======== Available data

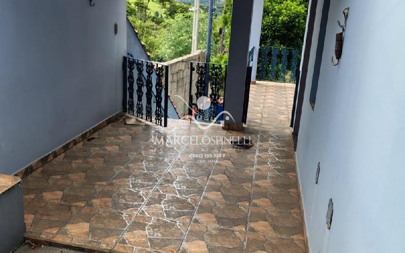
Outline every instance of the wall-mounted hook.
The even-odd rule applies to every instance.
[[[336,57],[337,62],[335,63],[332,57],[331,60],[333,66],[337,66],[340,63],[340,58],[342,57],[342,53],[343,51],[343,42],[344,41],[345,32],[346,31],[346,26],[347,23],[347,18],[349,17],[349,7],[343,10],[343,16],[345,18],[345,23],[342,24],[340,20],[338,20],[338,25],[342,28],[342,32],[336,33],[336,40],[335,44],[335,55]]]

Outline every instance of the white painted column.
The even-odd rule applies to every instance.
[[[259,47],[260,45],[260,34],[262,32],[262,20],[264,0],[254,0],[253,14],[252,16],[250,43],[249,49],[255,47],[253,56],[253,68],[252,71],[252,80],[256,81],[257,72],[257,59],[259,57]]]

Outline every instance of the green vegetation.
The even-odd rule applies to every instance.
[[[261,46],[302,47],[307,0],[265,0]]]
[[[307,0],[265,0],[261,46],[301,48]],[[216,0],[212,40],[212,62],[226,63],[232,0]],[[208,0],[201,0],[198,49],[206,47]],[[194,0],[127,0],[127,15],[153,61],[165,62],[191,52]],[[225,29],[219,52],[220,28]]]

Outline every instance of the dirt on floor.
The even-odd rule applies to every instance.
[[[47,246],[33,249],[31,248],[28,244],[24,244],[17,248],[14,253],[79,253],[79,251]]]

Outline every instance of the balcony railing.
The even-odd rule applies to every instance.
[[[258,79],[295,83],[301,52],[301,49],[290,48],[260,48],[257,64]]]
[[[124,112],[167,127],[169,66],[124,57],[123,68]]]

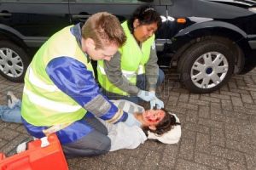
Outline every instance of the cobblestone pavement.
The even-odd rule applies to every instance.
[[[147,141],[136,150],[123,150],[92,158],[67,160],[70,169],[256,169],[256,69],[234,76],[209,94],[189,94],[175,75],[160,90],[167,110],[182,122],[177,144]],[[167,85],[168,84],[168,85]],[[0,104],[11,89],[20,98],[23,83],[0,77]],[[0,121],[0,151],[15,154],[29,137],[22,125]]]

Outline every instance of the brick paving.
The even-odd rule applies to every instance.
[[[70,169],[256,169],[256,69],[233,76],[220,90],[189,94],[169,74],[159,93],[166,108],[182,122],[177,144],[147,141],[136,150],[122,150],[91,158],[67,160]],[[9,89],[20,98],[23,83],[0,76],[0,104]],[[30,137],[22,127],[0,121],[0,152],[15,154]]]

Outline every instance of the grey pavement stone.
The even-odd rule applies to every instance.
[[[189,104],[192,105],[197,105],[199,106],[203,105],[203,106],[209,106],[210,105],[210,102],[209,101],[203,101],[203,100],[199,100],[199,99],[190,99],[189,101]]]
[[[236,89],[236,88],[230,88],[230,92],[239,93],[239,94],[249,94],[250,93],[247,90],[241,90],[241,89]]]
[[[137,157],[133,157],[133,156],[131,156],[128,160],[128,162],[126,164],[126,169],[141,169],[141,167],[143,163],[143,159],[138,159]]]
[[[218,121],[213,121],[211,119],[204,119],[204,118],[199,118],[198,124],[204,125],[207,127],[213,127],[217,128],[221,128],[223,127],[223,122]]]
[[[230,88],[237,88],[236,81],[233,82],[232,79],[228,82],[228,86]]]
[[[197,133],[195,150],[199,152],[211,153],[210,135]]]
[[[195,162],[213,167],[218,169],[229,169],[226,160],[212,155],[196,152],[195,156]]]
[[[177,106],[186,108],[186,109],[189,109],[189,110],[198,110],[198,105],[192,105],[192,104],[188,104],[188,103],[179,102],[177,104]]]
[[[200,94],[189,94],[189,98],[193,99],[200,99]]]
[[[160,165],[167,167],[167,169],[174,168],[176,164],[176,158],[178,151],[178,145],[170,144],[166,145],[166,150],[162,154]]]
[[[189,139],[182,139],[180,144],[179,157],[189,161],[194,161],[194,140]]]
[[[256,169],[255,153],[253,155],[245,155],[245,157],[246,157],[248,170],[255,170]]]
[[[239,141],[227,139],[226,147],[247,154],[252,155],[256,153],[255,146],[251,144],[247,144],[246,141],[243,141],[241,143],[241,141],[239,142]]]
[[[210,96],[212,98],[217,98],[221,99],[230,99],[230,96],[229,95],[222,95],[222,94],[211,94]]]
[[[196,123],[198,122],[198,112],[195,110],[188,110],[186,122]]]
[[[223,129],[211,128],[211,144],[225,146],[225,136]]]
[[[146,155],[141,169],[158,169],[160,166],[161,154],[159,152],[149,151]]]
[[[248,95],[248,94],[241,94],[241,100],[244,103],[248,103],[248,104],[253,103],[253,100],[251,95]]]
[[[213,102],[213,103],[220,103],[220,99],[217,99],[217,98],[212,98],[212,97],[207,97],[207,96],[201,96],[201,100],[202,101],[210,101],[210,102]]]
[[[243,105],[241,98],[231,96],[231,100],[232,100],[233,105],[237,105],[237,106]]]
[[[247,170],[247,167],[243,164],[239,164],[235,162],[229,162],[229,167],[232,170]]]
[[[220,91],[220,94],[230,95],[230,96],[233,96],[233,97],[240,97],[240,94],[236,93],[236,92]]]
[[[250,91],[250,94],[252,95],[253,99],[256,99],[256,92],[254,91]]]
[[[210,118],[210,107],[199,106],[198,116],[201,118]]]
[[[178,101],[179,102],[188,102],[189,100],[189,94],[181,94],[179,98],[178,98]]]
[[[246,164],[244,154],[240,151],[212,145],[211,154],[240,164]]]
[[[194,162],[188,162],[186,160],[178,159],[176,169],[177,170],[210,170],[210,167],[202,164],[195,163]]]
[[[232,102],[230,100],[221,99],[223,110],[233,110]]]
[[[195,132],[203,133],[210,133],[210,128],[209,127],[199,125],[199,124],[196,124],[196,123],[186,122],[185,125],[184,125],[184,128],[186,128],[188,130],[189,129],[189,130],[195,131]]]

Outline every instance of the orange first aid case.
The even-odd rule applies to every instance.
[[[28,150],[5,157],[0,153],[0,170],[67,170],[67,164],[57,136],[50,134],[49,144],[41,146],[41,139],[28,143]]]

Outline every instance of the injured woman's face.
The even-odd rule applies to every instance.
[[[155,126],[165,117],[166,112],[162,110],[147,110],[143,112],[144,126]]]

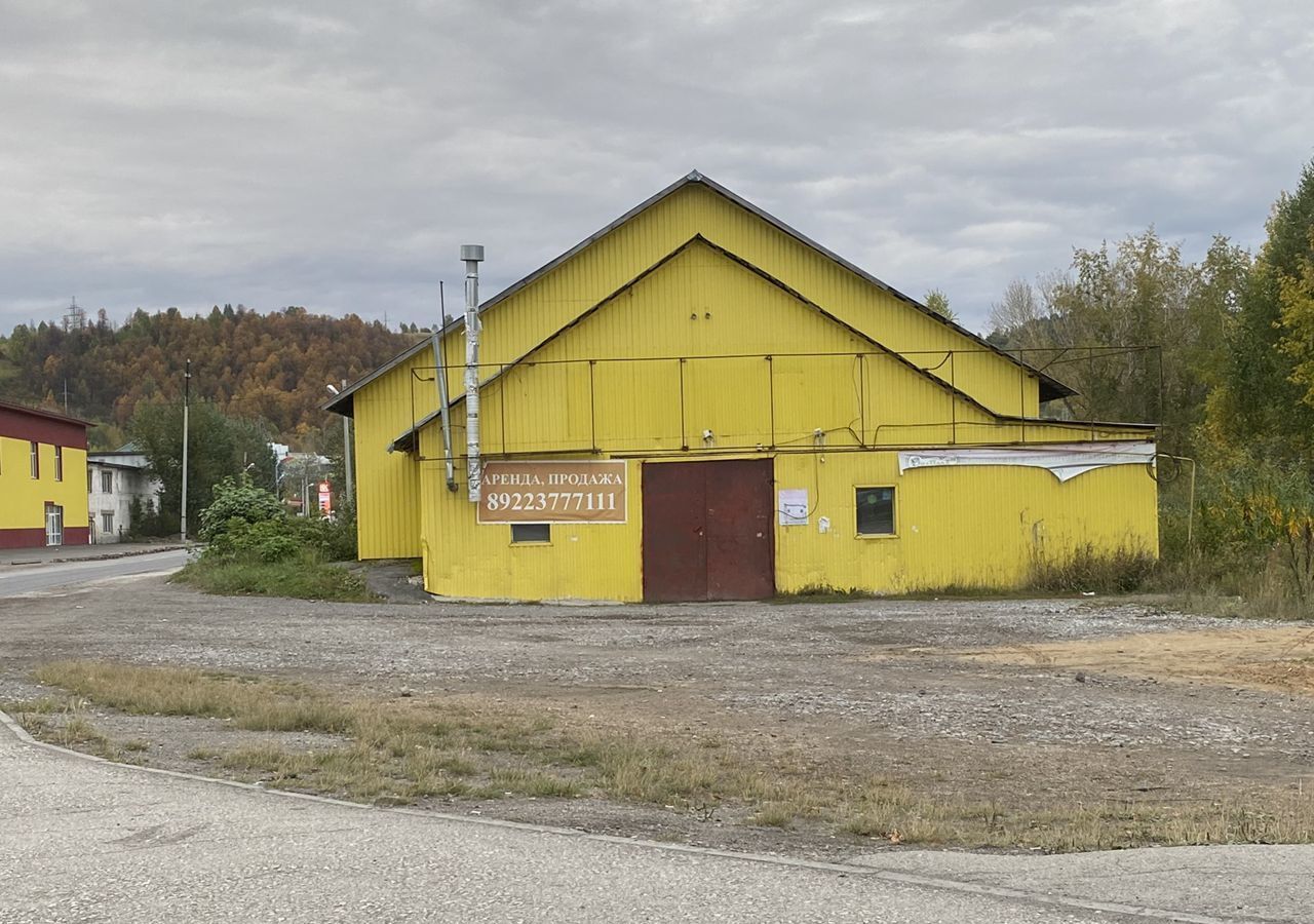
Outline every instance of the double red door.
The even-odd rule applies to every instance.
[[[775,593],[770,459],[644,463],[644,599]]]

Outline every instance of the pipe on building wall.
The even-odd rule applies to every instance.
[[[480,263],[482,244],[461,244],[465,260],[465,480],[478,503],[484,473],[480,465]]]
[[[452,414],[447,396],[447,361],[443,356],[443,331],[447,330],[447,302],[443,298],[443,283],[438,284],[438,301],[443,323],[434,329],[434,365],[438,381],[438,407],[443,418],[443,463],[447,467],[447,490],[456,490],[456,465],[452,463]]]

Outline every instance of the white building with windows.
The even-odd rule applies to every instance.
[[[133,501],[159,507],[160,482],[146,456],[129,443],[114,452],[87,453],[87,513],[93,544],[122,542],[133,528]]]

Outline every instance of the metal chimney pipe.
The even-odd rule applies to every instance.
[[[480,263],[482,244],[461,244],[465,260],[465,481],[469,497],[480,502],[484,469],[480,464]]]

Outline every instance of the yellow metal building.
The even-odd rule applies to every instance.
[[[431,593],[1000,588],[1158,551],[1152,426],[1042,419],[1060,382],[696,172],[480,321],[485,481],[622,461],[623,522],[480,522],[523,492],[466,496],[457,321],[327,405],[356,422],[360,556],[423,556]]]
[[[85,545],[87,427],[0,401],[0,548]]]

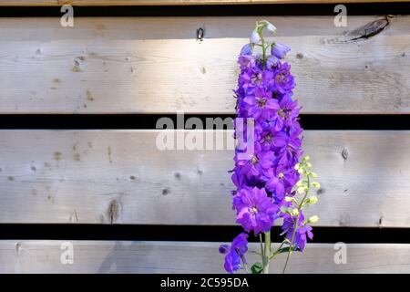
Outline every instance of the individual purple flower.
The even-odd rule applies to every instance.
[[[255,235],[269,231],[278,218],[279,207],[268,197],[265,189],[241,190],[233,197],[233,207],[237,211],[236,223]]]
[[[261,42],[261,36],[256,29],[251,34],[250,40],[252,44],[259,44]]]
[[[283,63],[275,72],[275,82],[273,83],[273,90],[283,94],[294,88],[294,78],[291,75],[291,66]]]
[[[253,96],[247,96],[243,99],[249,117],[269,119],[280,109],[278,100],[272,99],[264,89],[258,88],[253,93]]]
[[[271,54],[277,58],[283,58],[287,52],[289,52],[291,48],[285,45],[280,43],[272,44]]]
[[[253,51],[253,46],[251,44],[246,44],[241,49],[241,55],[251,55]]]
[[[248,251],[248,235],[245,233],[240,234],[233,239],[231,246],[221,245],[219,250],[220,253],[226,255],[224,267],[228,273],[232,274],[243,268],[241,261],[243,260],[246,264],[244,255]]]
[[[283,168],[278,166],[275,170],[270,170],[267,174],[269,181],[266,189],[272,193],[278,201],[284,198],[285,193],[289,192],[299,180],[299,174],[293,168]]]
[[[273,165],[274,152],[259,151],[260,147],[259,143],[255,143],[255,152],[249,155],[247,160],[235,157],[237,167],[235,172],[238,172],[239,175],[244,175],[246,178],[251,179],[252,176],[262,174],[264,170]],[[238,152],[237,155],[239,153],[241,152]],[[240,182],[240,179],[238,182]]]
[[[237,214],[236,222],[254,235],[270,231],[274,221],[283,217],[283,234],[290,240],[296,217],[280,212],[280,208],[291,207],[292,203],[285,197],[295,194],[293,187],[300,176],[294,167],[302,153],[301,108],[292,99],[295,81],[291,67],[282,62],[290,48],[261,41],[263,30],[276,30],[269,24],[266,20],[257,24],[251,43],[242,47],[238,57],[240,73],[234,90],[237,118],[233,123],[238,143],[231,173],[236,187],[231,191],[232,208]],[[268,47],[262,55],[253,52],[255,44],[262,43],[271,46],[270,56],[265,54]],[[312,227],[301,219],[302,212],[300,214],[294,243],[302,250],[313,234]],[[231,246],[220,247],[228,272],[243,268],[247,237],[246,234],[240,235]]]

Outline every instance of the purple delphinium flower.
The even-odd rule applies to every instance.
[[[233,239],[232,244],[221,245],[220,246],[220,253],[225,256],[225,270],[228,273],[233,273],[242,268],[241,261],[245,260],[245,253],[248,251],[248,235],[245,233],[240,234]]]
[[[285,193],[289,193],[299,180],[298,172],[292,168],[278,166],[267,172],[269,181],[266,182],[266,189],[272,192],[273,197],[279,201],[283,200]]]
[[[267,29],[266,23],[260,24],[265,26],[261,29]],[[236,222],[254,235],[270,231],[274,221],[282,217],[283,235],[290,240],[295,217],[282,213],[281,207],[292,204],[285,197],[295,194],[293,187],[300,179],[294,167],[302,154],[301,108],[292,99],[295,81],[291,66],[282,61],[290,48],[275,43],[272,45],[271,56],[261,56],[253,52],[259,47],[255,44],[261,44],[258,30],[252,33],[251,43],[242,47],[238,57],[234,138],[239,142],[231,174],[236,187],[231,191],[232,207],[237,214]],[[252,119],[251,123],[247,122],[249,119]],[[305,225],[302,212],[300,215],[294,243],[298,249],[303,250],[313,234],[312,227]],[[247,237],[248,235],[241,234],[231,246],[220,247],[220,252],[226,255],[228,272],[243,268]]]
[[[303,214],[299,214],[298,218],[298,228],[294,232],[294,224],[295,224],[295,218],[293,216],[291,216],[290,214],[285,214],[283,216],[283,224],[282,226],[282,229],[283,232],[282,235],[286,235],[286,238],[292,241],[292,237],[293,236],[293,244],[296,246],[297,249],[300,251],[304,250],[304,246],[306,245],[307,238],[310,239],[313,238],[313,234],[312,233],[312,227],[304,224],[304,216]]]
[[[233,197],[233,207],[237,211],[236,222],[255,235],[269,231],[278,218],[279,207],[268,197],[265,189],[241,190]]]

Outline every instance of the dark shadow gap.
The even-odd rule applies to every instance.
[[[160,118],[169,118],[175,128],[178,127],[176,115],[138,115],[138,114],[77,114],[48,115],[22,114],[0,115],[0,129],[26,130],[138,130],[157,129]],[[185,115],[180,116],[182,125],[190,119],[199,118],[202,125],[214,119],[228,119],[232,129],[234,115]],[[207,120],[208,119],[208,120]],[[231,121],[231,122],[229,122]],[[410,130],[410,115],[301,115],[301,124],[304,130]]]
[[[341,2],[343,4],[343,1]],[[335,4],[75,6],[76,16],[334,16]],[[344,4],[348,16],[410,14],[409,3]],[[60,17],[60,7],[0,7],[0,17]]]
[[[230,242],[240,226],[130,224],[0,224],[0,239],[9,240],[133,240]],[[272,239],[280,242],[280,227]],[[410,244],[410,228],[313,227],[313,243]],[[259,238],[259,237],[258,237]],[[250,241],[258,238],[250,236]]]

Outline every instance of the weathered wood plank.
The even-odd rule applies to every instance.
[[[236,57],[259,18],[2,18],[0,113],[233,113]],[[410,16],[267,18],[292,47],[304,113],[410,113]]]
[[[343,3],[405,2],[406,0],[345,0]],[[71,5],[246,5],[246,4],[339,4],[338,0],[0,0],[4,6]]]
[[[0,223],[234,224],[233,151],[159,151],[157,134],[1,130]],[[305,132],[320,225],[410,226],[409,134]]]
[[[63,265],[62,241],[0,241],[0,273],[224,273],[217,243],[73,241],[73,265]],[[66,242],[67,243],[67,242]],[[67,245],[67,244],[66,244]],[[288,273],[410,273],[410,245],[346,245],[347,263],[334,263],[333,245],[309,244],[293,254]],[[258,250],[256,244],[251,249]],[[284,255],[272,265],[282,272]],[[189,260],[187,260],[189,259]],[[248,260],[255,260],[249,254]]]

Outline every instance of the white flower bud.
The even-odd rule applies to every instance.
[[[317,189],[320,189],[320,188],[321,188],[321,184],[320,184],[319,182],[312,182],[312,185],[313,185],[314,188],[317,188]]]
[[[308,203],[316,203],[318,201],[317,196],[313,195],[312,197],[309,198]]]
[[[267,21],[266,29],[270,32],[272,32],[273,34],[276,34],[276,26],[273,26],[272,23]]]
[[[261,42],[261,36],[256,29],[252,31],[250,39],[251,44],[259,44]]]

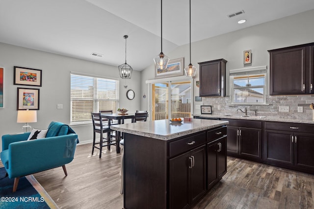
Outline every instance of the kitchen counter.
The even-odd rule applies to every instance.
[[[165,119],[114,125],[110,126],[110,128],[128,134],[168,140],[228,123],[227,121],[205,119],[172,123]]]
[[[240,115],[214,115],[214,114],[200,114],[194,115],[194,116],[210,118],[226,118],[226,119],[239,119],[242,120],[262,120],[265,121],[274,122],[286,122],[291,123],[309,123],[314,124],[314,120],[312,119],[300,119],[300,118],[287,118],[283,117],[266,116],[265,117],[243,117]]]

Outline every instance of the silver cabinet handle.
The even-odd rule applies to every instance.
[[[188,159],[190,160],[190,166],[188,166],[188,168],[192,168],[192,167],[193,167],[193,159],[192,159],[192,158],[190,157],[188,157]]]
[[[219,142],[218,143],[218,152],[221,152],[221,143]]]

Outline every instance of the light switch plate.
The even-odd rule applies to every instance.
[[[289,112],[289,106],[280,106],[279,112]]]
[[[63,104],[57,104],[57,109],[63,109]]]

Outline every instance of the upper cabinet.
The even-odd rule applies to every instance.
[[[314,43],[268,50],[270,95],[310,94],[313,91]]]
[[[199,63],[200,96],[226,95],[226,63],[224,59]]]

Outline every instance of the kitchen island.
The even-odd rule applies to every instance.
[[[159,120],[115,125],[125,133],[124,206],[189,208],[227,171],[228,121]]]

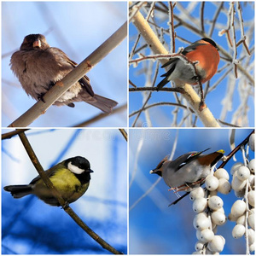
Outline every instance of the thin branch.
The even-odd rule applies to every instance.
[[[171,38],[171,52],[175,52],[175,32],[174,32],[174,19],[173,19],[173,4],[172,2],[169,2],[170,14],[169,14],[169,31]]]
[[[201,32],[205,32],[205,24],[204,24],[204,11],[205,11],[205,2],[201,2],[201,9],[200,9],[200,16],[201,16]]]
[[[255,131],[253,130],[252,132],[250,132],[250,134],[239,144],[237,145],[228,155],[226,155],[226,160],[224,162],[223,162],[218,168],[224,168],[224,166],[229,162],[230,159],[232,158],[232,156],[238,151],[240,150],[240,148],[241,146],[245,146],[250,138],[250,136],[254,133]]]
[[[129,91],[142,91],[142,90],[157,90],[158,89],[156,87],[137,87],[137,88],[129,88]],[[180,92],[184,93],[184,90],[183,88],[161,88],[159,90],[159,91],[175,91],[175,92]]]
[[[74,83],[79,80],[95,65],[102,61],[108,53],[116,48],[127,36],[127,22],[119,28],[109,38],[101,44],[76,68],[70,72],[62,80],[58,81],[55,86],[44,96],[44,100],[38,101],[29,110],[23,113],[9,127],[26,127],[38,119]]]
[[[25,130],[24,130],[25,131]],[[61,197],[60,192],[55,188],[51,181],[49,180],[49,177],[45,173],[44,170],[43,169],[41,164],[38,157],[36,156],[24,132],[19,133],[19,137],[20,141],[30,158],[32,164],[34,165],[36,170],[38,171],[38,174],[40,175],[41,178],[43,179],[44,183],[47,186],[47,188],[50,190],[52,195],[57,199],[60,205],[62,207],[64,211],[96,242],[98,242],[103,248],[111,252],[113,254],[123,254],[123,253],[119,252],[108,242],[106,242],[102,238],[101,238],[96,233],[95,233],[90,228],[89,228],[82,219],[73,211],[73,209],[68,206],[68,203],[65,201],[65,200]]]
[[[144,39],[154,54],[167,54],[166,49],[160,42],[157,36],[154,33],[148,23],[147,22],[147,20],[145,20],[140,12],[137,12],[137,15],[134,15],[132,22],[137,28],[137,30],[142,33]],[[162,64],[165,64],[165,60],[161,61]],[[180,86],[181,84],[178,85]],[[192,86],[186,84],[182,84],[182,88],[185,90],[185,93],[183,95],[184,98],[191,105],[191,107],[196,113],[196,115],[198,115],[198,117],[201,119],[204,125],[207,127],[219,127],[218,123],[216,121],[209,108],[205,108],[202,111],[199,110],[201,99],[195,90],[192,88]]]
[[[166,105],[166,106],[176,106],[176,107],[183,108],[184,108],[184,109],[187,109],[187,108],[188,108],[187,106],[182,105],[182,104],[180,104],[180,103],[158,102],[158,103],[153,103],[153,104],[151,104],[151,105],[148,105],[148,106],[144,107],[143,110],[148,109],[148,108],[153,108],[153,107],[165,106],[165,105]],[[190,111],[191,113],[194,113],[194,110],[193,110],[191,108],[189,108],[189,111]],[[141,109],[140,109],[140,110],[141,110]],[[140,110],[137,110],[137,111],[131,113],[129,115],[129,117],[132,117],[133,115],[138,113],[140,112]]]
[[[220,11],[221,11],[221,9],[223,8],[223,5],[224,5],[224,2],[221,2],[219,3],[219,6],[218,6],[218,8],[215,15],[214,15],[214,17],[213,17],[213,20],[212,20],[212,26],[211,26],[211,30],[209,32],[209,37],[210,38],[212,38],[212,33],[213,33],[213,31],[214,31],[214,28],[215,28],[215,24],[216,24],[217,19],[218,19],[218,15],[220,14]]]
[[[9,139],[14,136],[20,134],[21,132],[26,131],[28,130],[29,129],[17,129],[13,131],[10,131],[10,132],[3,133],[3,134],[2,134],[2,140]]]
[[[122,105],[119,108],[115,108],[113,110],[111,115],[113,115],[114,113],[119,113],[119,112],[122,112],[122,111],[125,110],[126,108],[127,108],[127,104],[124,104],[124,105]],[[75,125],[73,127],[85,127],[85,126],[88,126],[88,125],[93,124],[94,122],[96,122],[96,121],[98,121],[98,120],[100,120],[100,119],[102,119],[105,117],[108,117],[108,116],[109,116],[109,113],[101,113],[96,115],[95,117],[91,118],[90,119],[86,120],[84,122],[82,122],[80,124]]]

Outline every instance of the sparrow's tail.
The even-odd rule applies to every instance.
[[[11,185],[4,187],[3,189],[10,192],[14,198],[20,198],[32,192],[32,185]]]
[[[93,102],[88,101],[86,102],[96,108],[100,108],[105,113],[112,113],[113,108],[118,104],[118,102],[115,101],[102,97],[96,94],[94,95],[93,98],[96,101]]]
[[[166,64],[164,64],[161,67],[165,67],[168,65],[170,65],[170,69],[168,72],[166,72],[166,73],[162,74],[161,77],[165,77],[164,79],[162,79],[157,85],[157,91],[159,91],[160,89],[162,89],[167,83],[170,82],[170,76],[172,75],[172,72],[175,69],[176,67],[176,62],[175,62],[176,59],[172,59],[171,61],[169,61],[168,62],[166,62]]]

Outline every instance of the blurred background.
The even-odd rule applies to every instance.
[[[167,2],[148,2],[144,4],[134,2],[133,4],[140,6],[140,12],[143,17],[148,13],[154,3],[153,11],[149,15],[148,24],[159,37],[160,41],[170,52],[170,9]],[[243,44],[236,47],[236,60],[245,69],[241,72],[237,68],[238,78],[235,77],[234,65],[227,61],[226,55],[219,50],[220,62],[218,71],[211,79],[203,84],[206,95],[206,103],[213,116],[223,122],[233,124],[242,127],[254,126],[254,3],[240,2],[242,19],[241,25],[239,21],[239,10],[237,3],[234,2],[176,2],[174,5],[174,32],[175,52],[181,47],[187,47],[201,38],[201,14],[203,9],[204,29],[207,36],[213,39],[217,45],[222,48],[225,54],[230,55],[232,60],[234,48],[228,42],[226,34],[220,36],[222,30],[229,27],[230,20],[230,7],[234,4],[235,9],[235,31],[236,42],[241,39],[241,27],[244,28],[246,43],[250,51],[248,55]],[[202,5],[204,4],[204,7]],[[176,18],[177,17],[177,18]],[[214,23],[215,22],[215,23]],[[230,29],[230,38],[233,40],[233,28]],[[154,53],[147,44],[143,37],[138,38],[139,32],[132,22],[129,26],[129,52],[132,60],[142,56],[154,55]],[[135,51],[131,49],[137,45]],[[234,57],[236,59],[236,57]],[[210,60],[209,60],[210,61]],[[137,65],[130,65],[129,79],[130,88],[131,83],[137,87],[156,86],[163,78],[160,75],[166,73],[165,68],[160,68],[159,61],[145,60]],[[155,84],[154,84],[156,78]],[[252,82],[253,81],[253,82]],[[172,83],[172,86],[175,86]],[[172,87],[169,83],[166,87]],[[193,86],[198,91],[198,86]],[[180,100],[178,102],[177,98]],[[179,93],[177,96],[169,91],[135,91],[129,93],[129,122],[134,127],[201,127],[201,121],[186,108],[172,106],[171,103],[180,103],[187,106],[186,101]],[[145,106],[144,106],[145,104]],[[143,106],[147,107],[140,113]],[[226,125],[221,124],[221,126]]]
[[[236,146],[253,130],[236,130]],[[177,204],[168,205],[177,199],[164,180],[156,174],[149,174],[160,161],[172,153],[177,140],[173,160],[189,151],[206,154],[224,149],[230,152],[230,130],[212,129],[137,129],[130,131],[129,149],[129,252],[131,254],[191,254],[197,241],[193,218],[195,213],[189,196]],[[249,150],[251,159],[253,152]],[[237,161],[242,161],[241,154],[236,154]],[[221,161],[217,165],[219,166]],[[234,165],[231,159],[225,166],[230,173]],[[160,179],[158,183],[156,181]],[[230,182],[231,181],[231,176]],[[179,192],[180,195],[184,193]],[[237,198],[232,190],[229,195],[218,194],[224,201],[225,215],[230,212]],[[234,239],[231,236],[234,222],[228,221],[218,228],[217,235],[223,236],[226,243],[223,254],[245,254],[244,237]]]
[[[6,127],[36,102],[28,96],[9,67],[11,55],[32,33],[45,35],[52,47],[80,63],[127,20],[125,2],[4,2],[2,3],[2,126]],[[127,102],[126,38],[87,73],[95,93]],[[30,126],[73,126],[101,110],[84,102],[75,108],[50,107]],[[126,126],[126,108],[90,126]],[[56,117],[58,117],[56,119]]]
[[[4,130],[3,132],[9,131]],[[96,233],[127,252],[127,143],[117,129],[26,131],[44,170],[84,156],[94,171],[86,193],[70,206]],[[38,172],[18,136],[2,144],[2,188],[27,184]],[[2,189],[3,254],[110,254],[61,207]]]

================

◆ Given problem ◆
Reproduce the data verbatim, beginning with the line that contains "Outline every instance of the double" and continuing through the line that contains "[[[85,545],[87,427],[0,401],[0,548]]]".

◆ Solution for this task ◆
Outline every instance of the double red door.
The even-odd rule applies to every instance.
[[[775,593],[770,459],[644,463],[644,599]]]

Outline every instance of the pipe on building wall.
The even-odd rule applies to every instance.
[[[480,263],[482,244],[461,244],[465,260],[465,480],[478,503],[484,473],[480,465]]]
[[[452,414],[447,396],[447,361],[443,356],[443,331],[447,330],[447,302],[443,298],[443,283],[438,284],[438,301],[443,323],[434,329],[434,365],[438,381],[438,407],[443,418],[443,463],[447,467],[447,490],[456,490],[456,465],[452,463]]]

Outline every instance of the white building with windows.
The even-odd rule applies to every instance.
[[[133,501],[159,507],[160,482],[146,456],[129,443],[114,452],[87,453],[87,513],[93,544],[122,542],[133,528]]]

Outline every instance of the metal chimney pipe.
The even-odd rule applies to every instance.
[[[480,263],[482,244],[461,244],[465,260],[465,481],[469,497],[480,502],[484,469],[480,464]]]

Outline every instance of the yellow metal building.
The even-odd rule applies to every instance.
[[[431,593],[1000,588],[1158,551],[1152,426],[1042,419],[1060,382],[696,172],[480,321],[485,481],[622,461],[623,522],[480,522],[523,492],[466,496],[457,321],[327,405],[356,422],[360,556],[423,556]]]
[[[85,545],[87,427],[0,401],[0,548]]]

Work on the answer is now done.